** What is needed **
Turn the lines below into a numbered list, starting from the line that contains "Indicate every instance of the sheet" and continuing through the last line, both ends included. Leave out any blank lines.

Begin

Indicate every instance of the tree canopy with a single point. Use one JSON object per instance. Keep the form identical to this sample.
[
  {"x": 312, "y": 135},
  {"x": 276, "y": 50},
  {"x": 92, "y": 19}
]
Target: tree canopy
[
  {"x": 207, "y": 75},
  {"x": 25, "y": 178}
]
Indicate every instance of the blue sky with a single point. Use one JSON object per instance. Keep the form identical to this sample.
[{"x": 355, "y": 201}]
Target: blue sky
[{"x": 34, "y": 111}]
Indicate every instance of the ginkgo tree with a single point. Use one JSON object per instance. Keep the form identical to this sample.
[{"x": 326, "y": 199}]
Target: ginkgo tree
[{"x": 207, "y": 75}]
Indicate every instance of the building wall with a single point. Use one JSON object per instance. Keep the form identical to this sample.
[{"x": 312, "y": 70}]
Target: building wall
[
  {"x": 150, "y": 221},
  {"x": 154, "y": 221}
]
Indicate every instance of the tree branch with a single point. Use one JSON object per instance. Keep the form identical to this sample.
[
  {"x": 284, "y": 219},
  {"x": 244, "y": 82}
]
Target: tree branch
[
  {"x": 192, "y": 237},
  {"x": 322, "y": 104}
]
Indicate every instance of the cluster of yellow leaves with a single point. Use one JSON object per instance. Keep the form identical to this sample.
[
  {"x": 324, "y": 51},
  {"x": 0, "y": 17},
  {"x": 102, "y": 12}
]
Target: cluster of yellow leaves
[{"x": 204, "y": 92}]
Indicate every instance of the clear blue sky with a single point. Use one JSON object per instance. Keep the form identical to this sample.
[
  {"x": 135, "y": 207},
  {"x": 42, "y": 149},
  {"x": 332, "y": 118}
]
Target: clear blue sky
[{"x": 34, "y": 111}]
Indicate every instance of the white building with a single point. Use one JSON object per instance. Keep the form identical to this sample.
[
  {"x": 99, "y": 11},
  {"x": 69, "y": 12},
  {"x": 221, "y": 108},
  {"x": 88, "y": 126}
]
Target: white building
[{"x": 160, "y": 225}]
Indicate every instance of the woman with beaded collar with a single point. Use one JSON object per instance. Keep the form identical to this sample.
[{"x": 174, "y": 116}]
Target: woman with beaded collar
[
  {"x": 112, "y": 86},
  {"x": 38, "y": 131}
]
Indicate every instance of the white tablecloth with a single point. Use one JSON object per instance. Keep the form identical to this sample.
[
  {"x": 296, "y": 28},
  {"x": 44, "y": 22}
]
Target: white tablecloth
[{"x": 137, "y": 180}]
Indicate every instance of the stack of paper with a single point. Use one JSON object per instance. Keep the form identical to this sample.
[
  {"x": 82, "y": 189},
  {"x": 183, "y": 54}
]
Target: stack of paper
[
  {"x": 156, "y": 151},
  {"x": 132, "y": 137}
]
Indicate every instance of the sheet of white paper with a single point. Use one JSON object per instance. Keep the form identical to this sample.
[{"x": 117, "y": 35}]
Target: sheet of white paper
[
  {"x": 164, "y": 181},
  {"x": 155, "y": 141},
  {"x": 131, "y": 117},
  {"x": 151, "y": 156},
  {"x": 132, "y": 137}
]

End

** Solution to the problem **
1. Indicate every instance of the sheet of white paper with a single point. Use one JSON object per instance. Keep the form identical to this sample.
2. [{"x": 117, "y": 35}]
3. Target: sheet of white paper
4. [
5.   {"x": 164, "y": 181},
6.   {"x": 155, "y": 141},
7.   {"x": 131, "y": 117},
8.   {"x": 151, "y": 156},
9.   {"x": 132, "y": 137}
10. ]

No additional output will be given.